Document excerpt »
Male Rhino IguanaRhinoceros Iguanas (Cyclura cornuta cornuta) rank among the most “personable” of the lizards I’ve worked with.  However, due to their size, unique needs and powerful jaws (please see below), the decision to keep these magnificent animals must not be made lightly.


The “bulldog-like” body is stoutly-built and colored uniform gray, brown, olive-brown or nearly-black.  Rhinoceros Iguanas reach 4 feet in length, but appear larger due to their bulk.

The massive head of the male is topped by 3 horn-like tubercles and a thick adipose (fat) pad.  The head and horns of females are smaller. Both sexes have large throat pouches and crests of pointed scales along the spine and tail. 


The Rhinoceros Iguana is limited to Hispaniola (Haiti and the Dominican Republic) and several small nearby islands.  Navassa and Mona Islands are home to 2 additional subspecies, but the Navassa Island animal may be extinct.

The genus contains 7 other species.  All are island endemics (Cuba, Jamaica, Caymans, Bahamas) and critically endangered.


Dry, rocky cactus and thorn bush scrub forms the primary habitat.  In earlier times, populations were concentrated along the coastline, but development has now pushed most into the island’s interior.

Rhinoceros Iguanas are diurnal and shelter in long, self-dug burrows.

Status and Conservation

Populations have plummeted due to development, logging, over-grazing, limestone mining and predation by introduced rats, cats, pigs, mongooses and dogs.  Over half of their habitat in the Dominican Republic is gone, and the remainder is severely degraded; the situation appears far worse in Haiti.

Data extract »
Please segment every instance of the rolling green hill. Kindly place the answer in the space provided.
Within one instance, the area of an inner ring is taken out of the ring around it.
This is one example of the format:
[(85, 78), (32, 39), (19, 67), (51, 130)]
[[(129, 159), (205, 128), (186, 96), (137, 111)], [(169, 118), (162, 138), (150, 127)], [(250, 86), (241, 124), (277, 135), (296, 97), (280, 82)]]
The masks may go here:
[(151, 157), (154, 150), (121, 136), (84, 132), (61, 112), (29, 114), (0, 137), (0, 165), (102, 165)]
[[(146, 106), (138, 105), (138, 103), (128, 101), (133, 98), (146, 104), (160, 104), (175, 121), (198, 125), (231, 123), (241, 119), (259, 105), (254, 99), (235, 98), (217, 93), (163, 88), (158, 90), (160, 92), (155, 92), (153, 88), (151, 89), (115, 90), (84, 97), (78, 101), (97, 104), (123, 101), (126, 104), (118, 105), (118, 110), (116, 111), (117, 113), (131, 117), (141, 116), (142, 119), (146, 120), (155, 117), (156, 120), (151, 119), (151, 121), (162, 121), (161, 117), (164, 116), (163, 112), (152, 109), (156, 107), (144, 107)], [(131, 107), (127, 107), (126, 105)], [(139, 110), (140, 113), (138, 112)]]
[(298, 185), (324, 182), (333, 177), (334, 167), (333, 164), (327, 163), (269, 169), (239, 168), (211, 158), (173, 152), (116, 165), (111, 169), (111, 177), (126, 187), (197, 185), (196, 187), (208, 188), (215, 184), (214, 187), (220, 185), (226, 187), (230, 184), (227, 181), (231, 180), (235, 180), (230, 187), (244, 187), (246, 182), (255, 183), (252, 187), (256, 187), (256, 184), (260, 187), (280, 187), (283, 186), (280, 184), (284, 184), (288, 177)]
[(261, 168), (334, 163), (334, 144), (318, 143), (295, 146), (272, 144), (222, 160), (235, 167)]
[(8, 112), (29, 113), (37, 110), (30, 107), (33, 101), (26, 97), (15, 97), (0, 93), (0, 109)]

Required tasks »
**A)** Name every introduced predator listed in the Rhinoceros Iguana text.
**B)** In the Rhinoceros Iguana text, duplicate the part starting with "The Rhinoceros Iguana" and going on through "and critically endangered.".

Expected results »
**A)** rats, cats, pigs, mongooses, dogs

**B)**
The Rhinoceros Iguana is limited to Hispaniola (Haiti and the Dominican Republic) and several small nearby islands.  Navassa and Mona Islands are home to 2 additional subspecies, but the Navassa Island animal may be extinct.

The genus contains 7 other species.  All are island endemics (Cuba, Jamaica, Caymans, Bahamas) and critically endangered.